▶ _What to do_
Can you rescale the data below by copying every line, text lines included, and multiplying each coordinate by 1.65, rounding to the nearest whole number with halves going up?

▶ _Data supplied_
start

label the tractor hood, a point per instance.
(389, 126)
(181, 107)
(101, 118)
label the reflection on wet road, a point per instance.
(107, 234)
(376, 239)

end

▶ _Exercise answer_
label the tractor hood, a point per instance.
(642, 208)
(299, 177)
(167, 195)
label the reflection on wet road, a point per instance.
(177, 386)
(620, 394)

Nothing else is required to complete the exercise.